_TESTO ESTRATTO:_
┄┄┄┄┄┄

Archive for settembre 2009|Monthly archive page

Rien a faire

Ho letto molti libri, ascoltato buona musica, visto un gran numero di film, sperimentato un adeguato livello di stupefacenti, praticato sport agonistico, completato un significativo ciclo scolastico, viaggiato per l’Europa, perlustrato il mistero di alcuni corpi femminili, scritto poesie in giovane età, lavorato dignitosamente e con fatica.

Ma mica è bastato.

No no.

Grand Cru

C’è stato un tempo, pieno di cravatte e carte d’imbarco, in cui spesso viaggiavo per lavoro. Niente di particolarmente strano, lo fanno in tanti. Mi piaceva stare negli aeroporti: adoravo sopra ogni cosa acquistare bottiglie di vino al duty free. Molti invece preferivano il camembert o le mozzarelle. A me piaceva comprare del vino. E siccome non sono mai stato un grande intenditore, tendevo a comprare vini pregiati, vagamente costosi, dalle elaborate etichette.

Arrivavo a casa e mia moglie – cioè quella che al tempo era mia moglie – buttava un occhio rapido all’etichetta e diceva, con un fare fra l’annoiato e l’esperto: “Ah certo, lo conosco, è il … (fate voi il nome)…”. Ottimo, davvero una buona scelta”.

Io restavo lì, intontito, come se la bottiglia l’avessi già bevuta.

Diffidate dei docenti di storia medievale con la passione per le dottorande e il buon vino francese.

If I could only remember my name

Ero là, ai piani alti di un hotel. Indossavo un abito verde scuro e le scarpe non erano intonate al resto, come sempre.

Sotto, vedevo una piazza. Transenne, marmo, brandelli di manifesti.

Scendevo da pianure ardenti di ammoniaca, guidavo macchine in affitto e aspettavo candidati. La cosa di maggior spessore intorno a me era il velluto della moquette. Intanto guardavo le lame delle bandiere frustare le colline.

Non avevo occhi d’acciaio per vedere, ma pensieri limpidi. Questo sì.

Leaving dogs

Li vedi fermi ai semafori, ciechi. Muovono pochi passi incerti, poi si fermano di colpo, senza riuscire più ad annusare l’aria. I loro padroni sussurrano parole, pazienti o teneramente brusche. Loro sembrano non sentire, distratti da lampi invisibili.

Ma scatta il verde e corri via dai loro occhi opachi.

Un altro cane anziano ti aspetta al prossimo semaforo.

L’alone

Guardo con regolarità le foto su Facebook. Feste di compleanno, ritrovi,  una qualsiasi ricorrenza. Dei miei amici, degli amici dei miei amici e anche di quelli che incautamente hanno lasciato aperto a tutti il loro profilo.

Le mie preferite sono quelle delle signore di una certa età, tutte sempre abbronzatissime, elegantissime, ristrutturatissime, manco fossero un attico in centro. Le donne sorridono sempre: la percentuale di esposizione dentaria supera quella dell’inflazione del Mozambico. Sullo sfondo si immaginano roof garden brianzoli e serate nel locale alla moda, che di solito si chiama – molto discretamente – con il nome della via  dove si trova, con relativo numero civico graficamente avvicinato. Oppure con il solo numero civico. Classe pura. Ogni tanto attraversano le immagini figli eleganti e dinoccolati, annoiati nella loro impertinente adolescenza. Che forse, per reggere alla serata, si sono calati qualcosa che hanno comprato in giro.

┄┄┄┄┄┄

Dati di etichettatura con coordinate:
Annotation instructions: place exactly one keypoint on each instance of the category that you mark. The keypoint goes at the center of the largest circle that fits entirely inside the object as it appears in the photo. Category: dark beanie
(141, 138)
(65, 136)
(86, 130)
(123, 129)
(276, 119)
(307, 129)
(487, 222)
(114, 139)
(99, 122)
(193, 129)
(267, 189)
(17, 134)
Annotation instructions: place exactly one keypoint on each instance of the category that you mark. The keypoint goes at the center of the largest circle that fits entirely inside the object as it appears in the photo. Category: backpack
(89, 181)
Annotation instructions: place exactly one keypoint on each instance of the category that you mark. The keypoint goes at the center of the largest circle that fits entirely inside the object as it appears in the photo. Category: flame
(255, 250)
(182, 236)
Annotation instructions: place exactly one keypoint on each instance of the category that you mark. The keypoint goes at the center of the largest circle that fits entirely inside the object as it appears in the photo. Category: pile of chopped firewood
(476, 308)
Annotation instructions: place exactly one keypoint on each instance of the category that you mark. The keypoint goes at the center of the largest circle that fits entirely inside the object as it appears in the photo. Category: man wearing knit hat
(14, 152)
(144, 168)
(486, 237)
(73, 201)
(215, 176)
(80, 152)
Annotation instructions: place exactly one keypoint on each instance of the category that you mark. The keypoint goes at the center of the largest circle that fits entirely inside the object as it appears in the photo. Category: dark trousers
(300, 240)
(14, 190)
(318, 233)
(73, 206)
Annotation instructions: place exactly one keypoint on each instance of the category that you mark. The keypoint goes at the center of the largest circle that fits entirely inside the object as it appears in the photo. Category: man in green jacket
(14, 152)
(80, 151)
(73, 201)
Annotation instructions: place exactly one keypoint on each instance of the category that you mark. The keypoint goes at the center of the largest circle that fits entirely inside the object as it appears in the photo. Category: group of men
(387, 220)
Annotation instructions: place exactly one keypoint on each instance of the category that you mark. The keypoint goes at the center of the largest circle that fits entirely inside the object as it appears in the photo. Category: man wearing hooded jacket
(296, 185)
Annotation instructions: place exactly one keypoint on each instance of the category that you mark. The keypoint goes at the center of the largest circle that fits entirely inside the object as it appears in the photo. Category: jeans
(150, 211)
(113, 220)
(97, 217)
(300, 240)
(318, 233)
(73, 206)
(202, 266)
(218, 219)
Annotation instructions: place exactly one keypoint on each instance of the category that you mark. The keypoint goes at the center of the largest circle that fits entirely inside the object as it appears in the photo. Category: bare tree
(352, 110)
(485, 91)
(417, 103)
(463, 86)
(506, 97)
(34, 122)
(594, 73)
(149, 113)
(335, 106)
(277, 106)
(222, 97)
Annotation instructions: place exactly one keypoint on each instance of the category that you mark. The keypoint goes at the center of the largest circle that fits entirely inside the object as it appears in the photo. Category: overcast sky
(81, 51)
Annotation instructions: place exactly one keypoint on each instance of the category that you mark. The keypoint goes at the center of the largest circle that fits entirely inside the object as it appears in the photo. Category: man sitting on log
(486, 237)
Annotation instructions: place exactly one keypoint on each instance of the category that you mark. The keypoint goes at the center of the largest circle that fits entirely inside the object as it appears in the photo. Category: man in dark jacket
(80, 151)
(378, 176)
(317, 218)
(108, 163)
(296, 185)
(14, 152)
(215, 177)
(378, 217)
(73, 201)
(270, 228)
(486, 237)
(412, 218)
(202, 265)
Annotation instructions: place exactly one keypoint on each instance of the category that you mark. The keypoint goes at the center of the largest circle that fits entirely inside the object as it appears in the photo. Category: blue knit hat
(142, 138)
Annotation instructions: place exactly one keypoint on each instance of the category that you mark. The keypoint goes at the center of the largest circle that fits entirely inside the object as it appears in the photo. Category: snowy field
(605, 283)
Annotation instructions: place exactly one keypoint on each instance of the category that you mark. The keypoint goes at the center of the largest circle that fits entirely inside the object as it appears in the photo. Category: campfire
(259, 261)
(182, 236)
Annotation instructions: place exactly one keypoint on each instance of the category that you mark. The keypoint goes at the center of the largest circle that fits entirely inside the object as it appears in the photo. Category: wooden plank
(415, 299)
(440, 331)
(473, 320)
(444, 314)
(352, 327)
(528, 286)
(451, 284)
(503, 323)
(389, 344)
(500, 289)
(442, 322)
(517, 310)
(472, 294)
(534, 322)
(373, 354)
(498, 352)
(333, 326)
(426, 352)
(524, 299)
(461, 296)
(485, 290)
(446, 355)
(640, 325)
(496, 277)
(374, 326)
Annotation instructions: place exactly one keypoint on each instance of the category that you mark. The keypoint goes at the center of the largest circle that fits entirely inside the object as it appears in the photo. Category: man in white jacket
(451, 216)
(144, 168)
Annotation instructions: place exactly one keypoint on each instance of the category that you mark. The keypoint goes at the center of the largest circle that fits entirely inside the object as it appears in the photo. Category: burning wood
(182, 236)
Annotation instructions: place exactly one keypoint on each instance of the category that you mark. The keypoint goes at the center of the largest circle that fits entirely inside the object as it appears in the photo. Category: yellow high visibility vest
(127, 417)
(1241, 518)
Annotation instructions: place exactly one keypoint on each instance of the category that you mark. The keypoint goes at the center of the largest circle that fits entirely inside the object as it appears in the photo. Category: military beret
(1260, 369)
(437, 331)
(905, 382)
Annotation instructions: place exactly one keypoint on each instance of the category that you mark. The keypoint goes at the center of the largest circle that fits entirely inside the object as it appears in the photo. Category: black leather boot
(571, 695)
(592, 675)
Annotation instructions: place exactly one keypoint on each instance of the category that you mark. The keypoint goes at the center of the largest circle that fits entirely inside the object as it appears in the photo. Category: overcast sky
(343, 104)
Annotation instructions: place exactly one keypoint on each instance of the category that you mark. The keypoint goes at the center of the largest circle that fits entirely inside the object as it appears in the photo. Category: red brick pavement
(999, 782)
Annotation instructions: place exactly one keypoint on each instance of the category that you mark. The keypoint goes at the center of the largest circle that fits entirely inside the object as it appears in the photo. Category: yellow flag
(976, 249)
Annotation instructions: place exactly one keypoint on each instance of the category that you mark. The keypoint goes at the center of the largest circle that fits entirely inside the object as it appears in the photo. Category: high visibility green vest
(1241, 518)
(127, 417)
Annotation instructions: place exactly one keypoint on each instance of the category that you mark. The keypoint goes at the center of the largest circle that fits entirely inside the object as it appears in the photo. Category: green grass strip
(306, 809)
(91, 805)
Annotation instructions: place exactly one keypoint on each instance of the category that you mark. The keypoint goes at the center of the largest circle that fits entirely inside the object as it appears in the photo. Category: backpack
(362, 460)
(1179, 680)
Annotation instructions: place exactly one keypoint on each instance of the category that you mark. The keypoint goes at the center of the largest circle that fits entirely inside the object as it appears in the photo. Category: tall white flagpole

┄┄┄┄┄┄

_RICHIESTA SCRITTA:_ Ricopia parola per parola il passo del testo estratto che va da "Diffidate dei docenti" a "brandelli di manifesti.", estremi inclusi. Le righe sono materiale a parte rispetto al testo estratto.

_PROBLEMA RISOLTO:_
Diffidate dei docenti di storia medievale con la passione per le dottorande e il buon vino francese.

If I could only remember my name

Ero là, ai piani alti di un hotel. Indossavo un abito verde scuro e le scarpe non erano intonate al resto, come sempre.

Sotto, vedevo una piazza. Transenne, marmo, brandelli di manifesti.